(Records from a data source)

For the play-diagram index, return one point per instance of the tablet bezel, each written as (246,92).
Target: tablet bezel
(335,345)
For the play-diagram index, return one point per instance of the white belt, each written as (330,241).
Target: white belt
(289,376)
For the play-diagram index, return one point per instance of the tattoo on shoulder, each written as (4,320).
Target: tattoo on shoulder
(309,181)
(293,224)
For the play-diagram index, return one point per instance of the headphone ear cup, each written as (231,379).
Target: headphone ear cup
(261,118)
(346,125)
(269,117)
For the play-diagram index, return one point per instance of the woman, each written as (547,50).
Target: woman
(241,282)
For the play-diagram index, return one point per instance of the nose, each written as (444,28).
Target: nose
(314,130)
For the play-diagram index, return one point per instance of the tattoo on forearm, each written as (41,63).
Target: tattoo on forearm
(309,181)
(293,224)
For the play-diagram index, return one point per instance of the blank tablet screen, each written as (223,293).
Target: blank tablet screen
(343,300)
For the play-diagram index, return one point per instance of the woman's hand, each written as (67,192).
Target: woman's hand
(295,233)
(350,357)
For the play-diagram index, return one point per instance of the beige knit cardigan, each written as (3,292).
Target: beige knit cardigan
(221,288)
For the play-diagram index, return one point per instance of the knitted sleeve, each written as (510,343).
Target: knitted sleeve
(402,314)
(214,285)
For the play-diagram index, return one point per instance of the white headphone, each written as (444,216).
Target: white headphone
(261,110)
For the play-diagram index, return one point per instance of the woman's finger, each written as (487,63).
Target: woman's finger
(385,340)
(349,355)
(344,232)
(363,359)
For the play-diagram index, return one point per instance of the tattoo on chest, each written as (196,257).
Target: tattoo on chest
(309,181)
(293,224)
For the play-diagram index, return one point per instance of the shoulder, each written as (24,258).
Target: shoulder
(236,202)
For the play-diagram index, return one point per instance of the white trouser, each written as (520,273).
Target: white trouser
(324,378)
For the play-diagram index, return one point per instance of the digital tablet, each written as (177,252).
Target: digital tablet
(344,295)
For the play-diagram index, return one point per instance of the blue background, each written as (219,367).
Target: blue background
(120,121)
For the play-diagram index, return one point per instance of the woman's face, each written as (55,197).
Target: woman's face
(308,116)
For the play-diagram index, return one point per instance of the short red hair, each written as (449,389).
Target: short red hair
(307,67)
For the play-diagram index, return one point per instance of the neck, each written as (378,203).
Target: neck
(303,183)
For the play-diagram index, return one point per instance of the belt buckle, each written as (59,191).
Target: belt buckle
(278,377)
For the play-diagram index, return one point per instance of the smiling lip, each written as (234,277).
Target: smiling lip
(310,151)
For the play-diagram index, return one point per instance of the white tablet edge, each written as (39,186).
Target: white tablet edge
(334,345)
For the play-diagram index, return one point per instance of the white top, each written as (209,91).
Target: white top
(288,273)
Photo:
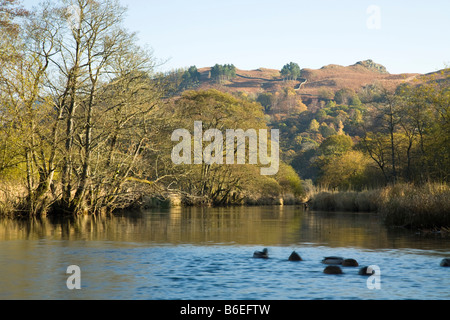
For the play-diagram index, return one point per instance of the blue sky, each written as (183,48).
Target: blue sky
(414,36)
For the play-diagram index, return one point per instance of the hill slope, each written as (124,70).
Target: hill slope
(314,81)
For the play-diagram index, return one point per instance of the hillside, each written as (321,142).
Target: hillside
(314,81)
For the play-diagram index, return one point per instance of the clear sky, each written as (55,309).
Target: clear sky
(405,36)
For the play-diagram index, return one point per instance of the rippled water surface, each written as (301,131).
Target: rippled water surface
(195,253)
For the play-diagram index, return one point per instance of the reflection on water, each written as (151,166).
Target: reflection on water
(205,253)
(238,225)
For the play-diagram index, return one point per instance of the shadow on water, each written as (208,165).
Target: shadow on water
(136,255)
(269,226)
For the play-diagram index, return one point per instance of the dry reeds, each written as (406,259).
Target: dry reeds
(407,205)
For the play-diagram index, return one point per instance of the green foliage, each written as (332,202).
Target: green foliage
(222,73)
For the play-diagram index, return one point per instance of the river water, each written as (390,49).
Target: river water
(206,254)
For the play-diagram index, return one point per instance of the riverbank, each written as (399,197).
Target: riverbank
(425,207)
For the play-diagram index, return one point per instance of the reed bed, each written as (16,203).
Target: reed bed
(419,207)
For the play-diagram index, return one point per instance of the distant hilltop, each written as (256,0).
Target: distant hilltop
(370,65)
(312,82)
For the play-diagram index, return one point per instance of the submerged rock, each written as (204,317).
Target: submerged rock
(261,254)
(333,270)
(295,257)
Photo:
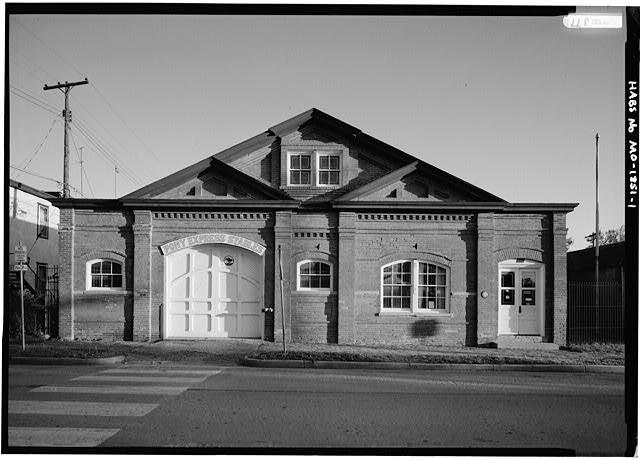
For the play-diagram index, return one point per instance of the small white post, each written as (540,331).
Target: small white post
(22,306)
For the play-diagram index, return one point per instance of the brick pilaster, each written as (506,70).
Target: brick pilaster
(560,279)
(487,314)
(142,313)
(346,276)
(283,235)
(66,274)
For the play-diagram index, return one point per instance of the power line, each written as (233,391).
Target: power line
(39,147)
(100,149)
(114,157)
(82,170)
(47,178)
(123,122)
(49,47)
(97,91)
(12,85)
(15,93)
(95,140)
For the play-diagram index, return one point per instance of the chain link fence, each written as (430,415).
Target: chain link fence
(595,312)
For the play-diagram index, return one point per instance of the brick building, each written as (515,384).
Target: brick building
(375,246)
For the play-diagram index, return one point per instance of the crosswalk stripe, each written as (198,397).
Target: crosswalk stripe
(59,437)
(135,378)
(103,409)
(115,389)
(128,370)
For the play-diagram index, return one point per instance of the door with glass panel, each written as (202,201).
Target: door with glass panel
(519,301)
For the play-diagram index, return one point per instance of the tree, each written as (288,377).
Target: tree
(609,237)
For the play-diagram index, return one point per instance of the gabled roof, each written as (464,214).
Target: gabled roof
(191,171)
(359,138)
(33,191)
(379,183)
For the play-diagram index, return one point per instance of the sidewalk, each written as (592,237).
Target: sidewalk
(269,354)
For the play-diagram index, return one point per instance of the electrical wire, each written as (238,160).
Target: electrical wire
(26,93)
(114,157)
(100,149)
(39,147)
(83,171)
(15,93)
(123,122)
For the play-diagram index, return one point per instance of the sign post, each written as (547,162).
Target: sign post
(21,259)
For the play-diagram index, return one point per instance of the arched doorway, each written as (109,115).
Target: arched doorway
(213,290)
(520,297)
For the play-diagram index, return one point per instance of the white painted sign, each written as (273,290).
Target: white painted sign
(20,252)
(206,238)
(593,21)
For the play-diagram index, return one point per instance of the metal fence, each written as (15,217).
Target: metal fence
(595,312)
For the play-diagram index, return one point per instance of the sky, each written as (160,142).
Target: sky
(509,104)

(Exercise) Rewrite all of the records above, swapping "play-diagram index" for "coordinate list" and keeping everything else the same. Leave the pictures out of your answer.

(Task output)
For the coordinate list, return one point per instance of the tablet bezel, each written as (246,92).
Target: tablet bezel
(335,345)
For the coordinate list, return one point per instance of the white belt, each written as (330,241).
Target: white belt
(289,376)
For the coordinate list, return one point per instance of the tattoo on shoulder, each written as (4,320).
Target: tattoo on shoulder
(309,181)
(293,224)
For the coordinate list, return one point per instance of the headphone ear cup, each written as (231,379).
Target: headphone ear cup
(261,118)
(346,125)
(269,117)
For the coordinate list, return one point per instance of the woman, each written as (547,50).
Target: woman
(241,282)
For the coordinate list, return one point per instance of the nose, each written as (444,28).
Target: nose
(314,130)
For the coordinate list, return one point per instance of the tattoo on forearm, each written as (41,63).
Target: tattoo on forearm
(309,181)
(293,224)
For the coordinate list, return one point per instance of the blank tablet screen, each written as (223,293).
Target: blank tablet screen
(343,300)
For the coordinate list, return one point per instance of the woman's hand, each written as (67,192).
Target: woman's hand
(295,233)
(350,357)
For the coordinate list, return one point per instance of the beige knit cardigan, each written as (3,292).
Target: beige knit cardigan
(221,288)
For the coordinate list, return one point per instance of the knitted sleeve, each written as (510,343).
Target: knitted sleeve
(402,314)
(214,285)
For the coordinate list, return one point per instance of the white headphone, each written as (444,216).
Target: white headphone
(261,110)
For the coordinate list, return one point per instance of the woman's finger, each written as (487,63).
Target: woman's finger
(385,340)
(349,355)
(344,232)
(363,359)
For the coordinate list, return one point per instance of the tattoo on chest, each written as (196,257).
Target: tattoo on chest
(309,181)
(293,224)
For the coordinate list, return one point per instance of the shoulder, each written as (24,258).
Target: shoulder
(236,202)
For the coordinate list, return one point per instance of the white trouser, each written as (520,273).
Target: white trouser
(324,378)
For the coordinate list, return one point per instance of the digital tablet, each written as (177,252).
Target: digital tablet
(344,295)
For the coordinate list, return one point per instance of the blue background, each written as (219,367).
Target: blue background
(120,121)
For the coordinate list, return one point per instance of the woman's face, each written as (55,197).
Target: woman's face
(308,116)
For the coordinate list, return one point per instance of the short red hair, each written as (449,389).
Target: short red hair
(307,67)
For the coordinate list, return one point per instance of the neck, each written as (378,203).
Target: neck
(303,183)
For the coordinate list, return one point per instance of the belt buckle, each written as (59,191).
Target: belt buckle
(278,377)
For the coordinate list, return one point per instance of the smiling lip, each written as (234,277).
Target: smiling lip
(310,151)
For the coordinate list, return one point per instance of the white tablet edge, each written as (39,186).
Target: white tablet edge
(334,345)
For the coordinate list, return one point per instance of the white top, each written as (209,91).
Target: white top
(288,273)
Photo:
For the coordinate list, return one point per instance of the blue sky, each written as (183,48).
Target: blue sky
(414,36)
For the coordinate list, return one point per instance of the hill slope, each written as (124,70).
Target: hill slope
(314,81)
For the coordinate list, return one point per instance of the hillside, each written as (321,142).
Target: hillside
(314,81)
For the coordinate list, return one point per instance of the clear sky, each written as (55,309).
Target: clear sky
(405,36)
For the coordinate list, return one point per instance of the rippled water surface, each written as (301,131).
Target: rippled water surface
(195,253)
For the coordinate list, return one point per instance of the reflection on water, each written as (151,166).
Target: reflection on water
(205,253)
(238,225)
For the coordinate list, return one point per instance of the shadow on water, each written as (208,165).
Target: shadow on water
(136,255)
(269,226)
For the coordinate list, return one point per instance of the dry reeds, each written as (406,259).
Target: dry reeds
(407,205)
For the coordinate list, return one point per instance of the green foliage, each written as (332,202).
Target: green foliage
(222,73)
For the coordinate list, return one point per instance of the river water, each written as (390,49).
Target: river water
(206,254)
For the coordinate list, return one point per instance of the riverbank, each written as (399,197).
Target: riverbank
(425,207)
For the coordinate list, return one point per instance of the reed bed, each written as (16,203).
Target: reed bed
(419,207)
For the coordinate list, return one point per instance of the distant hilltop, each written as (256,0).
Target: distant hilltop
(370,65)
(312,82)
For the coordinate list, return one point per instance of the submerged rock, each written as (204,317).
Target: submerged rock
(261,254)
(333,270)
(295,257)
Photo:
For the coordinate list, return one point per instance of the small white post, each written as (540,331).
Target: small white post
(22,306)
For the coordinate list, return one point per instance of the brick pilaster, each written as (506,70).
Target: brick pilaster
(560,279)
(487,314)
(142,313)
(346,276)
(283,235)
(66,274)
For the coordinate list, return one point per instance of the power line, each written as (233,391).
Target: power line
(39,147)
(100,149)
(114,157)
(82,170)
(47,178)
(123,122)
(49,47)
(97,91)
(12,85)
(15,93)
(95,140)
For the coordinate list, return one point per instance of the chain link fence, each written as (430,415).
Target: chain link fence
(595,312)
For the coordinate list, return one point per instance of the brick building, each written as (515,384).
Target: brick building
(375,246)
For the coordinate list, return one point per instance of the crosswalk stripe, each written as (198,397).
Target: crosswalk stripe
(59,437)
(135,378)
(103,409)
(115,389)
(128,370)
For the coordinate list, return one point per instance of the door with glass panel, each written as (202,201).
Target: door with glass panel
(519,301)
For the coordinate list, return one point per instance of the tree, each written as (288,377).
Target: tree
(609,237)
For the coordinate list, return one point per instance of the gabled roof, each written as (464,214).
Target: gabled roof
(191,171)
(359,138)
(33,191)
(379,183)
For the coordinate list, return one point per instance of the sidewalk, each written as (592,237).
Target: sidewalk
(269,354)
For the coordinate list, return one point per instance of the electrical wire, each written as (238,160).
Target: electrical wire
(26,93)
(114,157)
(100,149)
(39,147)
(83,171)
(15,93)
(123,122)
For the coordinate list, return one point per instance of the sign post, each written as (547,162).
Target: sign post
(21,259)
For the coordinate list, return one point per instance of the arched doorway, each written as (109,115).
Target: arched doorway
(213,290)
(520,297)
For the coordinate list, return one point per instance of the white painted sign, each written as (273,290).
Target: white painted sign
(20,252)
(206,238)
(593,21)
For the coordinate list, return one point per instance of the metal fence, each written as (15,217).
Target: metal fence
(595,312)
For the coordinate list, return one point per instance of the sky, each written as (160,142).
Target: sky
(509,104)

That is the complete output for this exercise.